● **TESTO FORNITO**

Il viaggio iniziatico della giovane antropologa Parthenope nel “ventre di Napoli” non ha nulla del metodo etnografico che, fino a prova contraria, ancora si regge sull’assunto malinowskiano, postulato oltre cento anni fa, del “cogliere il punto di vista del nativo”. Sorrentino per fini narrativi mima e distorce lo sguardo antropologico; di quello che accadeva a Napoli negli anni settanta ben poco gli interessava. La Napoli di Parthenope è invece ben ancorata a uno sguardo che viene da molto più lontano. Si può rintracciare ad esempio nella tradizione del Gran Tour dove i Nord Europei che arrivavano al Sud restituivano lo stesso misto di fascino e orrore che è possibile ritrovare nei personaggi che incontra la giovane Parthenope. Il cardinale, il camorrista, la showgirl cosa sono se non fenomeni “folkloristici”, tipizzazioni di quella “umanità degradata” attraverso cui da secoli si costruisce la narrazione di Napoli?

● **Estratti di dati**
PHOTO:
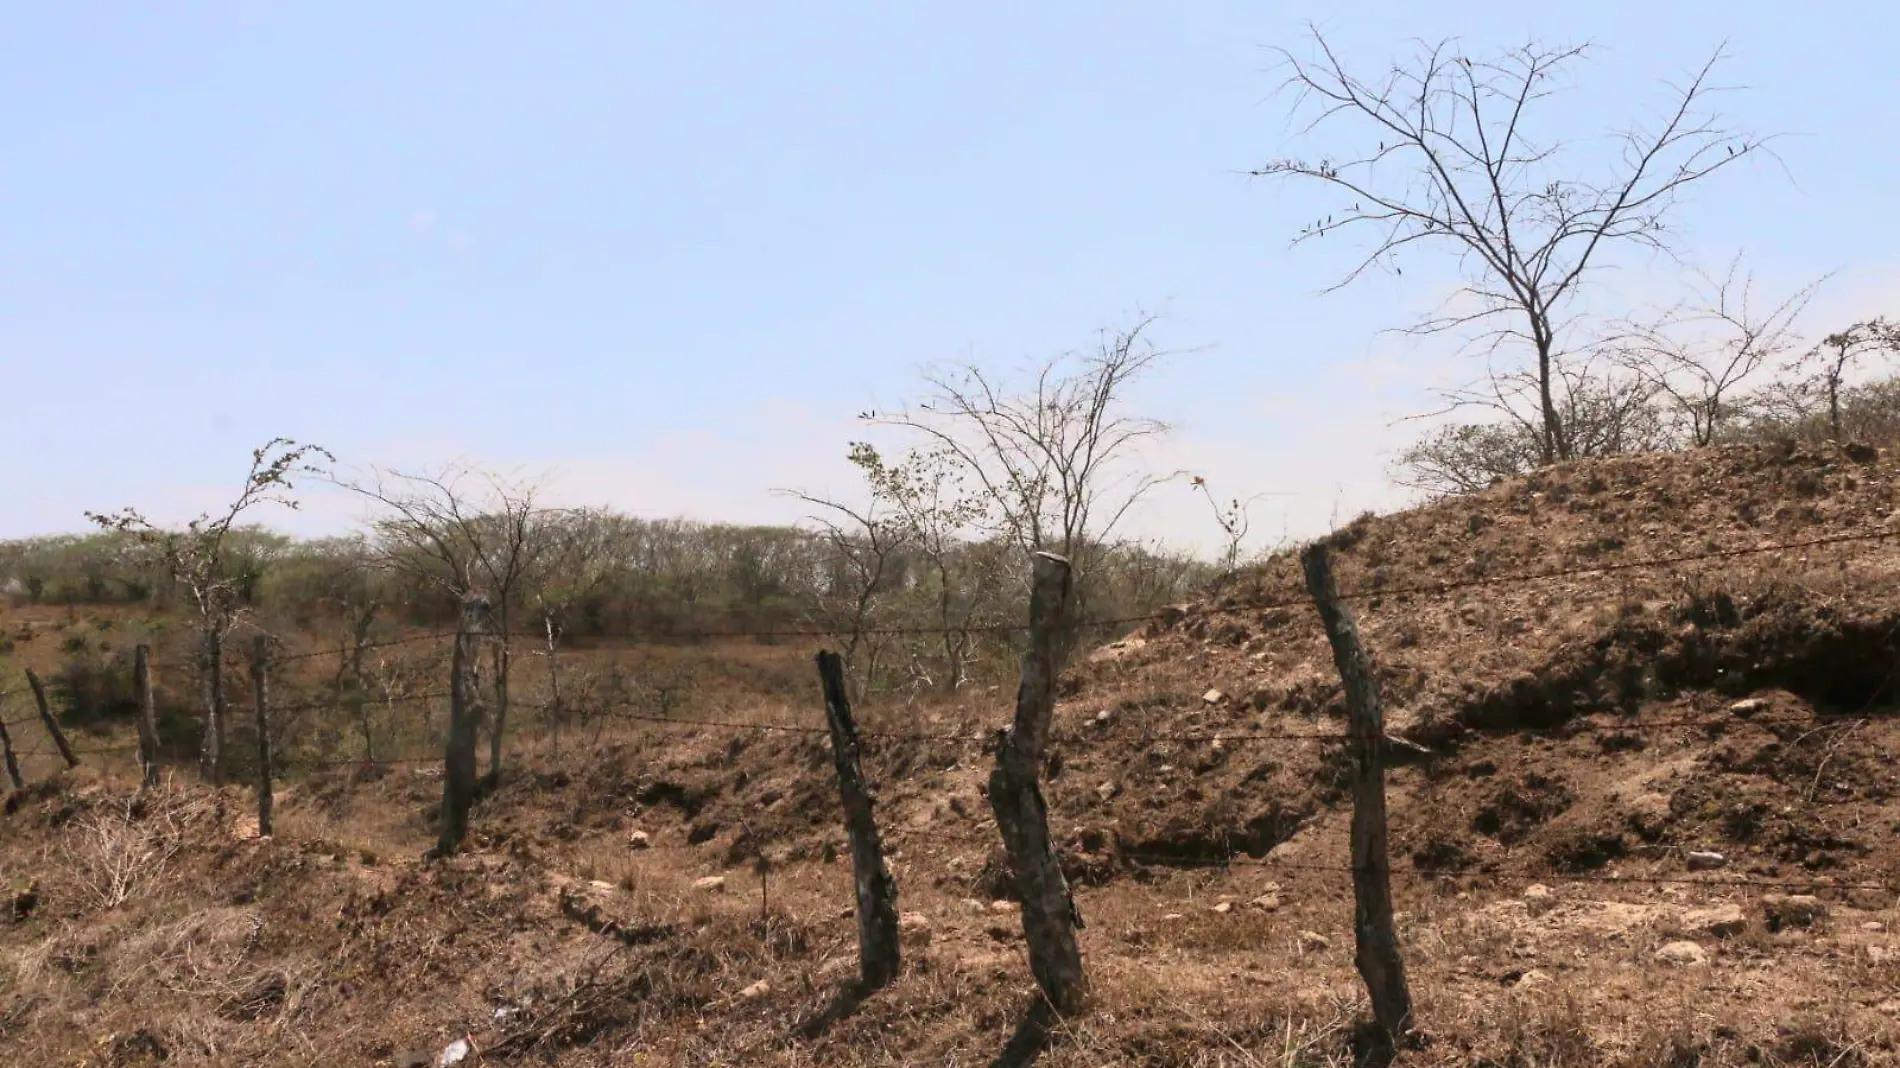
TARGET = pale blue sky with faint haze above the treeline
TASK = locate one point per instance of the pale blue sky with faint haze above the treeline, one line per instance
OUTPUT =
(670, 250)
---
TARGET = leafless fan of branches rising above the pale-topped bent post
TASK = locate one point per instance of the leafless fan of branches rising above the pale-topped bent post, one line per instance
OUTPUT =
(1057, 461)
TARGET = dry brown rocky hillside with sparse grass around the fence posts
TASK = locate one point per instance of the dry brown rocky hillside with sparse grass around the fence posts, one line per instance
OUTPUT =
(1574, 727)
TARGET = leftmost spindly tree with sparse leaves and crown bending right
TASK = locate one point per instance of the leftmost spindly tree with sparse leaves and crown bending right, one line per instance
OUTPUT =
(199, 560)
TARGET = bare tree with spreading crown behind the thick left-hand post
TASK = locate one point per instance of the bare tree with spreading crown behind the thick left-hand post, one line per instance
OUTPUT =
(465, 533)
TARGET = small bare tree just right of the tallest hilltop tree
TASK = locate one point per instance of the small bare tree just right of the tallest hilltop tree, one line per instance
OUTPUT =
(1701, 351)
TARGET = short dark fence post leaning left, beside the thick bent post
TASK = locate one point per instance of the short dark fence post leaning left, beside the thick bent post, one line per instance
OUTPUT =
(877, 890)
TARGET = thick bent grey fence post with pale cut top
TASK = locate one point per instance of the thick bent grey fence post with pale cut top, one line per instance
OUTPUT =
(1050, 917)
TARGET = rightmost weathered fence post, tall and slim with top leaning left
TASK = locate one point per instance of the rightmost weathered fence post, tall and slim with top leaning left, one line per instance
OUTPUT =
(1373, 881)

● **QUESITO 1**
Nel testo sul film Parthenope di Sorrentino, in quale tradizione si può rintracciare lo sguardo su Napoli che il film adotta?
● **QUESITO 2**
Prosegui con qualche frase il testo sul film Parthenope di Sorrentino, riprendendo subito dopo la sua ultima frase.

● **SPAZIO RISPOSTA 1**
Nella tradizione del Gran Tour.

● **SPAZIO RISPOSTA 2**
Come ricorda Benedetto Croce (2006), è sin dal Medioevo che Napoli viene rappresentata quale “Paradiso abitato da diavoli”: un luogo dove agli ambienti paradisiaci della città si contrappone l’abominio dei suoi abitanti. Nelson Moe nel suo saggio The view from the Vesuvius (2004), tradotto per l’Ancora del Mediterraneo proprio con il titolo “Un paradiso abitato da diavoli”, mostra con precisione chirurgica la valenza di queste rappresentazioni del Sud – veicolate tanto attraverso discorsi politici quanto da prodotti artistici e culturali – all’interno del panorama nazionale ed europeo. Tanto la narrazione degradante, quanto quella pittoresca del Mezzogiorno sono stati difatti funzionali alla creazione di un’identità culturale europea, in cui il Sud Italia veniva visto come una frontiera tra la modernità e il suo altro. Citando le parole di Moe:

Più in basso cade il Sud nella concezione del Nord, più in alto sale il Nord nella sua autorappresentazione. La distanza e la diversità del Sud dal Nord aiutano quest’ultimo a rafforzare la propria identità di regione moralmente, culturalmente e tecnicamente superiore (2004, p. 168-169).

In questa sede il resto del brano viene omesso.